(PAGE EXTRACT)
# Bay Snapper



## PJIII (Oct 29, 2011)

Made it to the condo (Perdido Key) this weekend knowing the wind would be blowing but I was going to give it a try. As everyone knows it was to rough to get out so I decided to hit the bay and look for bay snapper. Well I don't know if it was begginers luck or what but I found a hole 60ft deep and they were there! Nothing big but it was fun to catch and release fish after fish all weekend. Im going to try to post pics will be my first time so I hope it works!


----------



## NOsaints (Aug 8, 2011)

wish i could go out and get some here in pcola soon!


----------



## bbarton13 (May 4, 2009)

good job


----------



## Mullethead (Oct 4, 2007)

Nice way to make the best of a breezy day! And the kid looks like he is having fun!


----------



## oxbeast1210 (Jun 21, 2010)

Sweet I have yet to find anything in pcola bay I know they are there but I suck lol


----------



## First Cast (Oct 8, 2007)

That's fun fishing for sure. We're lucky to have a deepwater bay that holds a few fish!


----------



## wirenut (Sep 30, 2007)

Looks like it was fun. Thanks for sharing.:thumbup:


----------



## PorknBeans (Nov 21, 2007)

good stuff!!!


----------



## grey ghost (Jul 24, 2011)

Nice!!


----------



## ryanbr (Oct 10, 2007)

Congrats on finding bay fish. They behave much differently than they do on a gulf wreck. So you may try that same spot a few more times and fnd nothing there. Try to keep a record of the conditions(time,tide,etc), it'll help down the road.


----------

(DATA LINES)
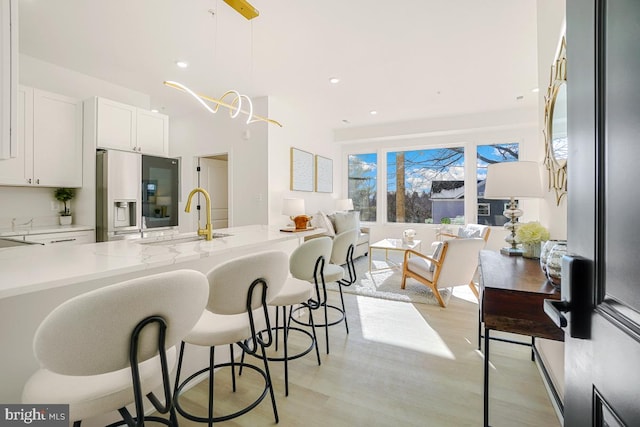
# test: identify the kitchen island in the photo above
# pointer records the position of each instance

(REQUIRED TASKS)
1 > Duplicate the stretch of the bay snapper thread from "Made it to the" through "(Aug 8, 2011)".
2 > Based on the bay snapper thread, mark each statement yes or no and quote the words that decide it: (a) PJIII found a hole 60 feet deep in the bay. (b) PJIII kept the fish caught over the weekend. (c) ryanbr says bay fish behave the same way they do on a gulf wreck.
3 > In the bay snapper thread, what does ryanbr advise keeping a record of?

(SET OF ANSWERS)
1 >
Made it to the condo (Perdido Key) this weekend knowing the wind would be blowing but I was going to give it a try. As everyone knows it was to rough to get out so I decided to hit the bay and look for bay snapper. Well I don't know if it was begginers luck or what but I found a hole 60ft deep and they were there! Nothing big but it was fun to catch and release fish after fish all weekend. Im going to try to post pics will be my first time so I hope it works!


----------



## NOsaints (Aug 8, 2011)

2 >
(a) Yes: "I found a hole 60ft deep and they were there!"
(b) No: "it was fun to catch and release fish after fish all weekend"
(c) No: "They behave much differently than they do on a gulf wreck."

3 > The conditions, such as time and tide.